* _EXERCISE DETAILS_
Rewrite the entries from the start through the line containing "point(605, 606)", both included, with every line kept and each point's x and y coordinates shifted up by 38. Leave the pictures out.
** BEGIN **
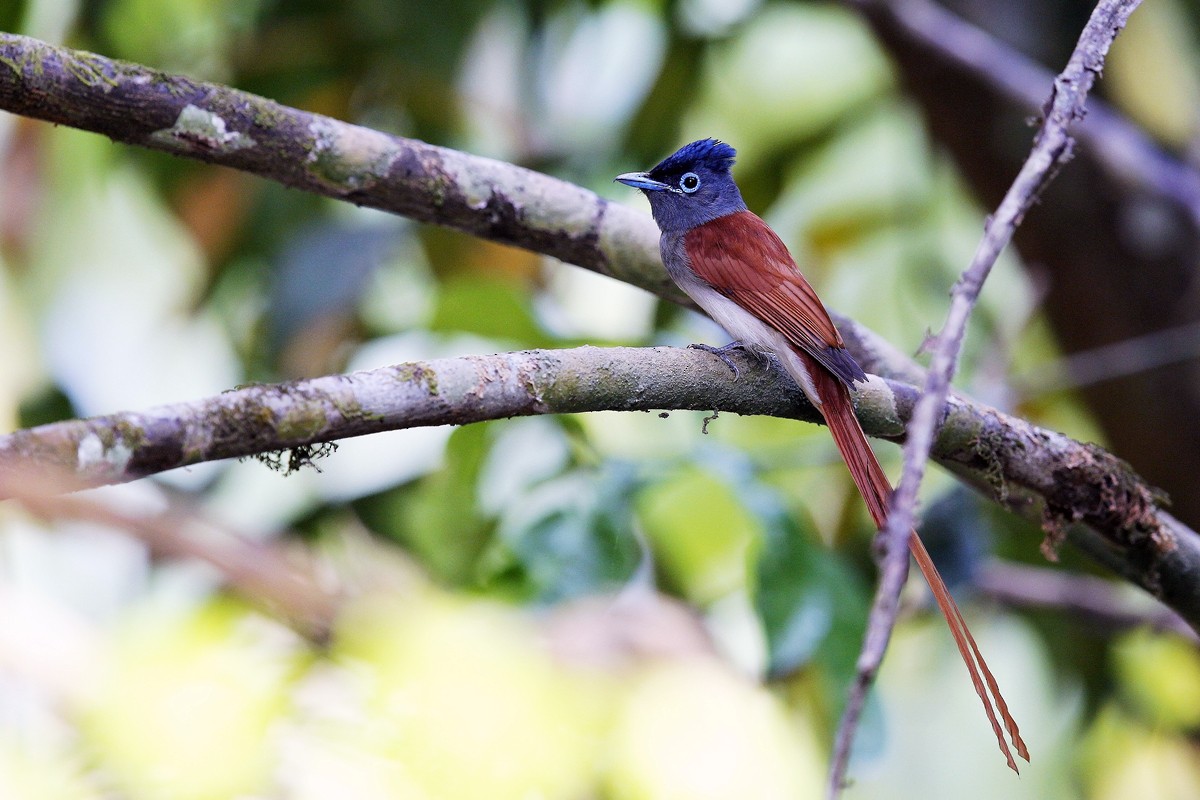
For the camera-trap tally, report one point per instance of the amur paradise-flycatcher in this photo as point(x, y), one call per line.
point(739, 271)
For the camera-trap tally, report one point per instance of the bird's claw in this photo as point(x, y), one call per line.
point(723, 354)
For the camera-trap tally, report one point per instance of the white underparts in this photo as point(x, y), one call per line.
point(753, 332)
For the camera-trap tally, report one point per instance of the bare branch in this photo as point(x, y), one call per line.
point(1051, 149)
point(1105, 603)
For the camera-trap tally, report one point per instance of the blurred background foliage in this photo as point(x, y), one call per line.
point(605, 606)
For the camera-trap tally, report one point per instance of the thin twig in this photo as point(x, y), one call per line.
point(1051, 150)
point(285, 584)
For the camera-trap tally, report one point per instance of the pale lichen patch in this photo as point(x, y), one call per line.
point(349, 157)
point(876, 404)
point(197, 128)
point(93, 453)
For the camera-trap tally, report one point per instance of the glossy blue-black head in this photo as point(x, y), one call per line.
point(691, 186)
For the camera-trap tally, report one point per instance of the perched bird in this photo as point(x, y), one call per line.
point(739, 271)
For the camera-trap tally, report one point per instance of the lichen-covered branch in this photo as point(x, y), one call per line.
point(1061, 483)
point(1051, 149)
point(139, 106)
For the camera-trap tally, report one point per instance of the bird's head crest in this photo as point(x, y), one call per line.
point(691, 186)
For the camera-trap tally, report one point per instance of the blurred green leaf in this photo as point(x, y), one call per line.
point(813, 606)
point(495, 308)
point(571, 535)
point(700, 531)
point(438, 518)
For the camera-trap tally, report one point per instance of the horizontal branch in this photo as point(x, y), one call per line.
point(135, 104)
point(1061, 483)
point(504, 203)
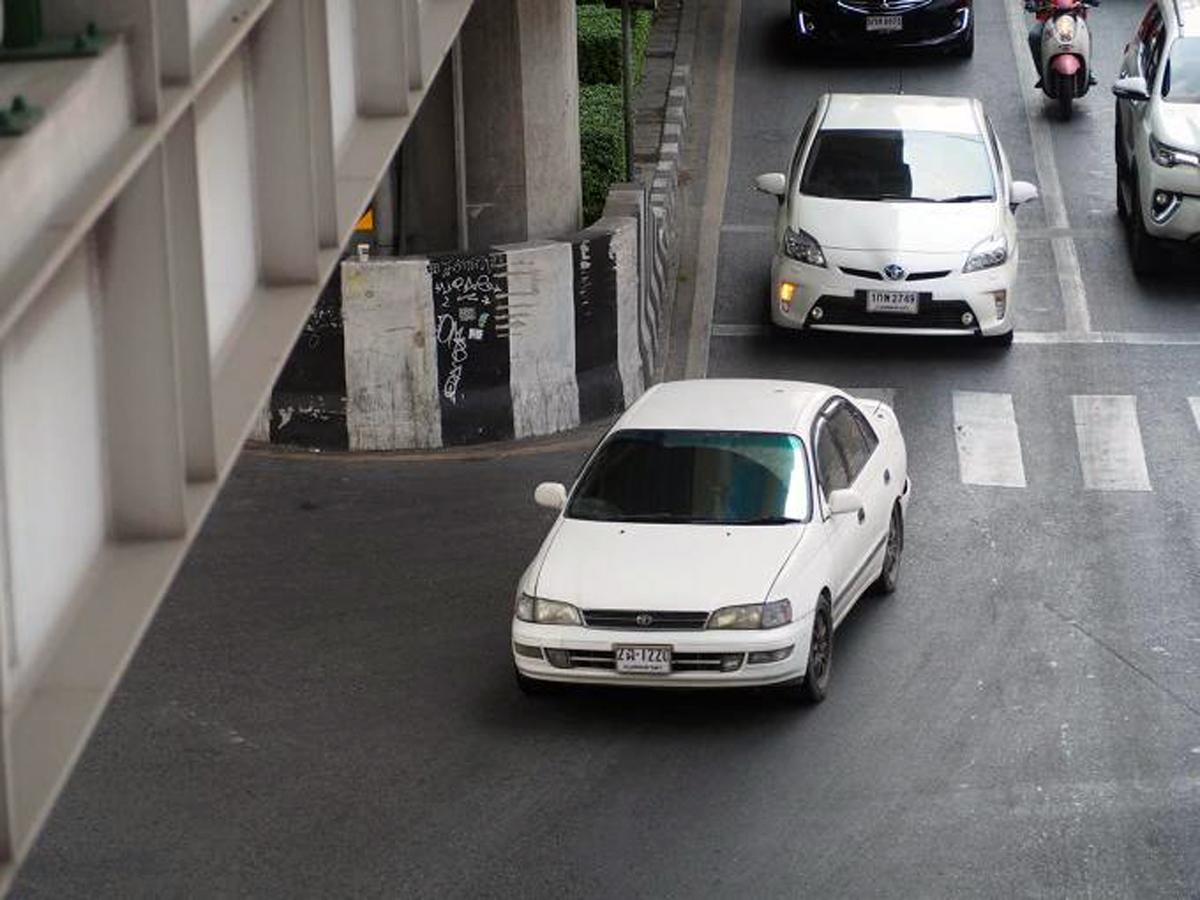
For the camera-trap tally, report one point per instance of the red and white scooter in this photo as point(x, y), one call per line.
point(1066, 49)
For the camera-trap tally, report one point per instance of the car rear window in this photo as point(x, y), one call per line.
point(695, 477)
point(1181, 78)
point(879, 165)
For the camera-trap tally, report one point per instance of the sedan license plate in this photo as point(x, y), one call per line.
point(885, 23)
point(903, 301)
point(643, 660)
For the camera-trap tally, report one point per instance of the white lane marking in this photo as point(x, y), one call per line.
point(988, 441)
point(1110, 451)
point(1071, 277)
point(720, 149)
point(732, 228)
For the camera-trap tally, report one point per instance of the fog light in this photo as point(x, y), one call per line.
point(558, 659)
point(769, 655)
point(1163, 205)
point(527, 651)
point(1001, 299)
point(786, 294)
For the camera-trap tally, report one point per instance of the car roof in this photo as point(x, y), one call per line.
point(726, 405)
point(913, 112)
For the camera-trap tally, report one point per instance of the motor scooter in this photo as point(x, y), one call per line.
point(1066, 49)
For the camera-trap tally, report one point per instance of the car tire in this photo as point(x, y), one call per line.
point(815, 683)
point(889, 577)
point(965, 48)
point(531, 687)
point(1143, 249)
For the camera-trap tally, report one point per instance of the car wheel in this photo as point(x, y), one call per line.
point(1143, 249)
point(531, 687)
point(1065, 91)
point(889, 577)
point(815, 683)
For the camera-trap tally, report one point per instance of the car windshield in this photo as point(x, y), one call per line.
point(1181, 77)
point(869, 165)
point(695, 477)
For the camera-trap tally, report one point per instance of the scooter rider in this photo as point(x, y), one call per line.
point(1043, 12)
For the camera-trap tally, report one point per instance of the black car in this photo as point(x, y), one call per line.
point(885, 24)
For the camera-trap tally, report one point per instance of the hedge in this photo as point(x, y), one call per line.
point(601, 144)
point(599, 43)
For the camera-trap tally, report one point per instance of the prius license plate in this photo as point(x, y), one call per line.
point(885, 23)
point(903, 301)
point(643, 660)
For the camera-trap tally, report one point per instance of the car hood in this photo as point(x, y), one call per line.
point(906, 227)
point(1177, 125)
point(623, 565)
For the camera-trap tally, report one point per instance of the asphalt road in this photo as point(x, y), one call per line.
point(324, 705)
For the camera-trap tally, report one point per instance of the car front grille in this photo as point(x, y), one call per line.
point(879, 276)
point(679, 661)
point(646, 619)
point(930, 313)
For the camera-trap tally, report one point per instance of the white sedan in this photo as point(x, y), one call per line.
point(717, 535)
point(897, 216)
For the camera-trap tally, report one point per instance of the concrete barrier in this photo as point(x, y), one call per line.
point(450, 349)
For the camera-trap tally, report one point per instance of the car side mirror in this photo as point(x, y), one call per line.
point(550, 495)
point(845, 501)
point(1131, 88)
point(1021, 192)
point(773, 183)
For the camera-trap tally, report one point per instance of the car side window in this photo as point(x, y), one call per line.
point(832, 471)
point(850, 438)
point(805, 133)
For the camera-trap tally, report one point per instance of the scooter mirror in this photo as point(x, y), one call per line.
point(1132, 88)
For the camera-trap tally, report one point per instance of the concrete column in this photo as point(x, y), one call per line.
point(521, 120)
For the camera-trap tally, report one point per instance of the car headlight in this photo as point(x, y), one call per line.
point(545, 612)
point(988, 255)
point(753, 616)
point(1169, 156)
point(803, 247)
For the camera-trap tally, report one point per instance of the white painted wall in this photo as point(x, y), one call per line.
point(541, 339)
point(225, 161)
point(342, 84)
point(88, 109)
point(53, 450)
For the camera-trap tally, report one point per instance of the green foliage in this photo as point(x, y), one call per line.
point(599, 43)
point(601, 144)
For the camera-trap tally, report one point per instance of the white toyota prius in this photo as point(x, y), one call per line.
point(717, 535)
point(897, 216)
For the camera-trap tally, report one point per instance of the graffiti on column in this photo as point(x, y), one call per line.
point(471, 318)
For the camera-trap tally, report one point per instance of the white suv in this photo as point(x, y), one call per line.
point(1158, 131)
point(897, 217)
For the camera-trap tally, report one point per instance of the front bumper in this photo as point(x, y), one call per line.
point(928, 27)
point(591, 651)
point(943, 303)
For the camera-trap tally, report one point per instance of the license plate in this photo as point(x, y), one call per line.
point(885, 23)
point(903, 301)
point(643, 660)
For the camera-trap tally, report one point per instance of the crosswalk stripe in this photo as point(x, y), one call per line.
point(1110, 451)
point(988, 441)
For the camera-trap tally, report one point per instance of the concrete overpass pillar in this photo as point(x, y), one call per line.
point(520, 81)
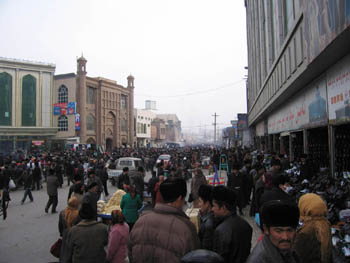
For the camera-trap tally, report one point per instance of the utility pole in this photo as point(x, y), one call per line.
** END **
* _TASK SOLUTION_
For the camera-trap tally, report one point per instance of the amur paradise-flycatcher in this photo as point(x, y), one call per line.
point(777, 309)
For the camera-trap tally, report one point per instance of the bird's claw in this photo as point(x, y), one call per line.
point(761, 392)
For the camera-trap tally, report one point per instance of the white underparts in this photo as point(x, y), one call per line.
point(791, 370)
For the camera-trap tally, report one point per instance of the bare branch in this photo as point(x, y), one call per line.
point(1089, 187)
point(1143, 641)
For the camera-trap tally, report one point per instance of the blurred background foliage in this photo as point(x, y), one call per line.
point(643, 644)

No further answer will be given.